PASSAGE PROVIDED ::
━━━
Health Policy and Health Services Research
Background: Over the past decade, opioid abuse has emerged as a major public health concern, and was declared a nationwide emergency in 2016. Medication-assisted treatment (MAT) initiated in Emergency Department (ED) settings has been shown to be effective for the treatment of opioid use disorder; however, trends in usage of MAT have not been described.
Methods: We performed a retrospective analysis to describe trends in MAT administration or prescription among opioid-related ED visits resulting in discharge using the 2011-2016 National Hospital Ambulatory Medical Care Survey (NHAMCS). We defined opioid-related visits as those with an ICD9 or ICD-10 primary diagnosis related to opioid use disorder using diagnostic codes previously defined in the literature. We calculated unweighted and population-weighted frequencies for all visits and then excluded those resulting in hospital admission. We identified MAT utilization using the variable “medications administered or prescribed” and tabulated frequencies using the Multum nomenclature. For each year, we calculated rates for opioid related ED visits, and administration of buprenorphine, methadone and naltrexone. Data analysis was conducted using SAS.
Results: The average rate of opioid related ED visits (excluding visits resulting in hospital admission) from 2011-2016 was 648,287 visits per year, or 265.1 visits per 100,000 U.S. adults. Opioid-related visit rates increased by 41.8% from 2011 to 2016, from 203.8 per 100,000 to 289 per 100,000 in 2016. In each year, there were fewer than 30 recorded administrations of methadone, buprenorphine, and naltrexone. Because population weights for events with unweighted frequencies below 30 are unreliable, we were unable to calculate weighted frequencies.
Conclusion: Opioid-related ED visits have increased by over 40% from 2011 to 2016. Despite the substantial number of opioid-related acute care encounters and increase in opioid-related ED visits, MAT utilization in the ED has remained nearly undetectable, even as recently as 2016. Further research is needed to improve dissemination and implementation, including potentially reducing barriers to clinician training and MAT prescribing, in order to overcome this public health gap.
━━━
Natural-language object grounding records
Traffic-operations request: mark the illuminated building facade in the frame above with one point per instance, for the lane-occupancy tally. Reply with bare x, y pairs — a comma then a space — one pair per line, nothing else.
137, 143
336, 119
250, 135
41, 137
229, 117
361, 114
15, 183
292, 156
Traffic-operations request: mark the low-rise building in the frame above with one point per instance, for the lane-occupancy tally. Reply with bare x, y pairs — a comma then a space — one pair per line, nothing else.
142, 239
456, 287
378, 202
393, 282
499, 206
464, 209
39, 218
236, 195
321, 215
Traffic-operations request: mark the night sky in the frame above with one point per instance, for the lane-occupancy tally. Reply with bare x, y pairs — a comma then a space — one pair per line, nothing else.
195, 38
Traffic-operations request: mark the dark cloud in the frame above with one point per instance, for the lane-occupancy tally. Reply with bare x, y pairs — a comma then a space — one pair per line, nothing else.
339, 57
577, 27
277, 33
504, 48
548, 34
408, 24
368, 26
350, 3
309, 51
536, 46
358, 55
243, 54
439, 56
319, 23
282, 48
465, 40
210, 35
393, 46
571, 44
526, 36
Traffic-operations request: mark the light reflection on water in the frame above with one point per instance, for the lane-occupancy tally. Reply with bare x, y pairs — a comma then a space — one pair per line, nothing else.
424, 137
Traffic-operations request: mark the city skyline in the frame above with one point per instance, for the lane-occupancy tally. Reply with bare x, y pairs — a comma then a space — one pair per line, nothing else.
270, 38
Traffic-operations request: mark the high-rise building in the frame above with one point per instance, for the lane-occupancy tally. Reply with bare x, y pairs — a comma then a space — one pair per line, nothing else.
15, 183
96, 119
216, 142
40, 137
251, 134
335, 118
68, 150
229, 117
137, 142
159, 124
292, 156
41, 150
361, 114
━━━
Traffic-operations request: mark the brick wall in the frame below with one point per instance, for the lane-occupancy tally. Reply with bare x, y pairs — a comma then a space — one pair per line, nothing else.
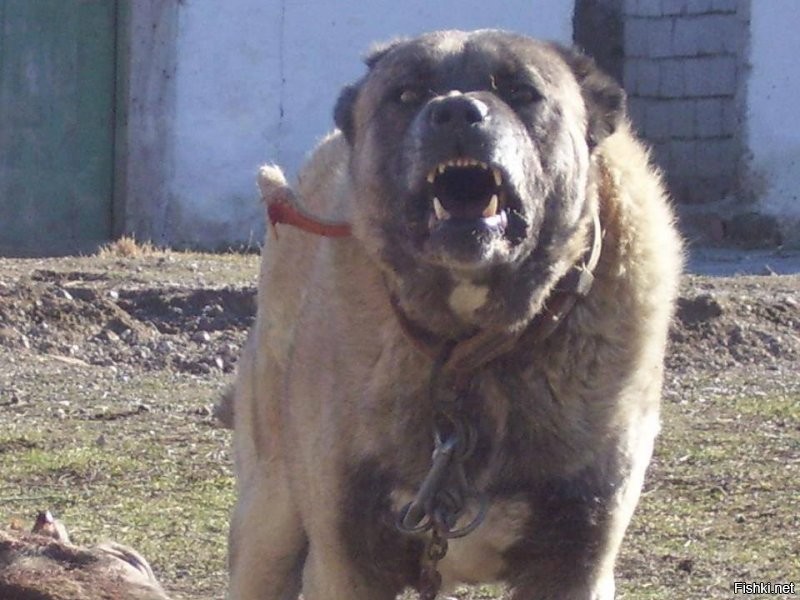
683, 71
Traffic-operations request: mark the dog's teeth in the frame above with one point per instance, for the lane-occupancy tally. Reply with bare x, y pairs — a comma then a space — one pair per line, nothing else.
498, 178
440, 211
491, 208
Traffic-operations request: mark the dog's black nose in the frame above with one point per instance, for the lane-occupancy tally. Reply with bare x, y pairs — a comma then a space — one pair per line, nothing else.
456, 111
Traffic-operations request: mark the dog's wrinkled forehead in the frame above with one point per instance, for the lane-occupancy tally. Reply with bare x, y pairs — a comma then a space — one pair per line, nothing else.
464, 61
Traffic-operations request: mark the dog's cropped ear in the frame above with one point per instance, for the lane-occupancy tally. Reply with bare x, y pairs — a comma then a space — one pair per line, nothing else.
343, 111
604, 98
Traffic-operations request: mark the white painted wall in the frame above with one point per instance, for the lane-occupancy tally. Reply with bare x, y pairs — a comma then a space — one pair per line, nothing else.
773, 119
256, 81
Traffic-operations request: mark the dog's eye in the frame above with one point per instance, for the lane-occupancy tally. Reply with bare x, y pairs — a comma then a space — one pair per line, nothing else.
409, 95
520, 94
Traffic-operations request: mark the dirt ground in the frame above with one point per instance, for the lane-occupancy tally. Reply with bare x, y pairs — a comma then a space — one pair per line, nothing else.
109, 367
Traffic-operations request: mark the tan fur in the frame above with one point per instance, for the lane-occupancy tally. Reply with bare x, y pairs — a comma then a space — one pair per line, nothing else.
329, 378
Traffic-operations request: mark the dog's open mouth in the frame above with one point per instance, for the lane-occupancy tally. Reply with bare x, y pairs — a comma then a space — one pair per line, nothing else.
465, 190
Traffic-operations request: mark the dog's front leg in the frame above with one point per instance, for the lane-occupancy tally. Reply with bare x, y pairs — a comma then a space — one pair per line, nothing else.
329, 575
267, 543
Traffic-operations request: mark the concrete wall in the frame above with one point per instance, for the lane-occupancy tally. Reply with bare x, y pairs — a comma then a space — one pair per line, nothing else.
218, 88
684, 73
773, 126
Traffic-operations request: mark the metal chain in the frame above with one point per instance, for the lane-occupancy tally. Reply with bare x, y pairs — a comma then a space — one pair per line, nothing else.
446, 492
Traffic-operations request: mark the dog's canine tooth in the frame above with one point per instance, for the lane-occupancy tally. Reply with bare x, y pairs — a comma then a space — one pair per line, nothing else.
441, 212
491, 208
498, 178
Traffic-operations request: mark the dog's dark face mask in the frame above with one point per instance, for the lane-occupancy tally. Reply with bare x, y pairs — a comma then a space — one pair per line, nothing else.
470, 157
━━━
WORK INSTRUCTION 1 :: In the abstract on opioid-related emergency department visits, what was the average annual rate of opioid-related ED visits per 100,000 U.S. adults from 2011 to 2016?
WORK INSTRUCTION 2 :: From the abstract on opioid-related emergency department visits, return everything from "Conclusion: Opioid-related ED" down to "public health gap.", copied word for word.

TASK OUTPUT 1 :: 265.1 visits per 100,000 U.S. adults

TASK OUTPUT 2 ::
Conclusion: Opioid-related ED visits have increased by over 40% from 2011 to 2016. Despite the substantial number of opioid-related acute care encounters and increase in opioid-related ED visits, MAT utilization in the ED has remained nearly undetectable, even as recently as 2016. Further research is needed to improve dissemination and implementation, including potentially reducing barriers to clinician training and MAT prescribing, in order to overcome this public health gap.